*Supplied data*:
- - - - - - -

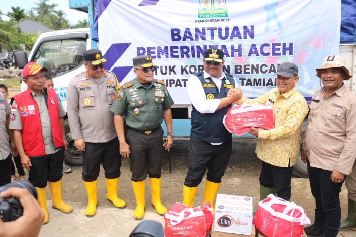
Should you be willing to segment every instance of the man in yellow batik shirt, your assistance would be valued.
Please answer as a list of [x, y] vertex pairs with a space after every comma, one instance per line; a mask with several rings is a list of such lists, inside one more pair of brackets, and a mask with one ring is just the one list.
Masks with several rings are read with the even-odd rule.
[[[258, 137], [256, 153], [262, 160], [259, 176], [260, 198], [263, 200], [272, 193], [289, 200], [293, 166], [296, 163], [300, 150], [301, 126], [308, 109], [305, 99], [295, 87], [299, 79], [296, 65], [283, 63], [275, 75], [277, 75], [277, 88], [255, 99], [243, 97], [238, 104], [272, 106], [275, 128], [262, 130], [252, 127], [250, 132]], [[228, 95], [232, 94], [234, 89]]]

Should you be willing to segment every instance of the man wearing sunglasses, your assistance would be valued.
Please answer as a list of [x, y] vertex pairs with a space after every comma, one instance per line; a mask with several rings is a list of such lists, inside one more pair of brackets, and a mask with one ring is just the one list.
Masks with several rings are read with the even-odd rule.
[[114, 114], [110, 111], [118, 90], [113, 73], [104, 70], [106, 59], [101, 51], [84, 53], [86, 71], [73, 78], [67, 90], [67, 112], [74, 145], [83, 152], [82, 178], [88, 196], [85, 215], [96, 213], [97, 178], [100, 163], [105, 170], [107, 199], [118, 208], [126, 206], [117, 196], [121, 159], [115, 130]]
[[231, 104], [240, 100], [241, 90], [227, 97], [235, 88], [233, 76], [224, 73], [224, 52], [212, 48], [204, 53], [204, 71], [188, 80], [188, 94], [192, 101], [192, 128], [188, 147], [188, 171], [183, 185], [183, 204], [192, 207], [198, 185], [207, 168], [204, 200], [212, 206], [230, 159], [232, 136], [223, 118]]
[[141, 220], [144, 216], [145, 180], [147, 175], [152, 205], [159, 215], [167, 211], [161, 202], [163, 155], [163, 130], [161, 124], [164, 119], [168, 141], [163, 146], [169, 151], [173, 144], [170, 107], [173, 101], [164, 82], [153, 79], [156, 66], [151, 56], [139, 56], [133, 58], [132, 61], [136, 77], [121, 86], [111, 111], [115, 114], [115, 126], [120, 141], [120, 154], [130, 158], [131, 183], [136, 202], [133, 216], [136, 220]]

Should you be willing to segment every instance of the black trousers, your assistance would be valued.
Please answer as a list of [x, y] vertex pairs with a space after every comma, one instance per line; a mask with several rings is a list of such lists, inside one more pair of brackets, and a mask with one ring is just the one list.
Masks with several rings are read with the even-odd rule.
[[21, 157], [19, 155], [17, 155], [14, 157], [14, 161], [15, 162], [15, 165], [14, 165], [14, 162], [11, 161], [11, 175], [15, 174], [15, 165], [16, 166], [17, 172], [18, 172], [20, 176], [25, 175], [25, 171], [23, 170], [22, 164], [21, 163]]
[[28, 180], [35, 187], [44, 188], [47, 181], [57, 182], [62, 178], [64, 148], [54, 154], [29, 157], [31, 162]]
[[290, 183], [292, 175], [293, 166], [278, 167], [262, 161], [259, 183], [267, 188], [275, 188], [278, 197], [290, 200], [292, 190]]
[[206, 179], [214, 183], [221, 183], [232, 150], [232, 139], [220, 145], [212, 145], [191, 136], [188, 149], [188, 170], [184, 185], [189, 187], [197, 187], [201, 182], [207, 168]]
[[325, 237], [336, 236], [341, 219], [341, 208], [339, 194], [343, 182], [331, 181], [332, 171], [310, 167], [308, 162], [308, 172], [312, 194], [315, 198], [314, 224], [324, 228]]
[[163, 156], [163, 129], [151, 134], [142, 134], [132, 129], [125, 137], [130, 146], [130, 170], [131, 180], [142, 181], [147, 178], [161, 178]]
[[11, 153], [5, 160], [0, 160], [0, 186], [11, 181], [10, 170], [11, 168]]
[[106, 143], [85, 142], [85, 151], [83, 152], [83, 180], [86, 182], [96, 180], [101, 163], [103, 163], [106, 178], [116, 179], [120, 177], [121, 157], [118, 153], [117, 138]]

- - - - - - -

*Your instructions*: Change "vertex pairs" to "point pairs" in the lines starting at the one containing "sunglasses, your assistance would be valued." and ending at the one containing "216], [136, 220]]". Give back only those lines, with nothing else altered.

*Full output*:
Should you be willing to segment every instance of the man wearing sunglasses, your assistance would be valued.
Please answer as a list of [x, y] point pairs with a space after every comma, one instance per line; a mask with several rings is a list of such lists, inside one more pair of brackets, and a mask with one ring is just the one list.
Masks with several rings are read with the even-odd rule.
[[114, 114], [110, 111], [118, 90], [113, 73], [104, 70], [106, 59], [101, 51], [84, 53], [86, 71], [73, 78], [67, 90], [67, 112], [74, 145], [83, 152], [82, 178], [88, 196], [85, 215], [96, 213], [97, 178], [100, 163], [105, 170], [107, 199], [118, 208], [126, 206], [117, 196], [121, 159], [115, 130]]
[[231, 104], [240, 100], [241, 90], [227, 97], [235, 88], [233, 76], [224, 73], [224, 52], [212, 48], [204, 53], [204, 71], [188, 80], [188, 94], [192, 101], [192, 128], [188, 147], [188, 171], [183, 185], [183, 204], [192, 207], [198, 185], [207, 168], [204, 200], [212, 206], [230, 159], [232, 136], [223, 118]]
[[141, 220], [144, 216], [145, 180], [147, 175], [152, 205], [159, 215], [167, 211], [161, 202], [163, 155], [163, 130], [161, 124], [164, 119], [168, 141], [163, 146], [169, 151], [173, 144], [170, 107], [173, 101], [164, 82], [153, 79], [156, 66], [151, 56], [139, 56], [133, 58], [132, 61], [136, 77], [121, 86], [111, 111], [115, 114], [115, 126], [120, 141], [120, 154], [130, 158], [131, 183], [136, 202], [133, 216], [136, 220]]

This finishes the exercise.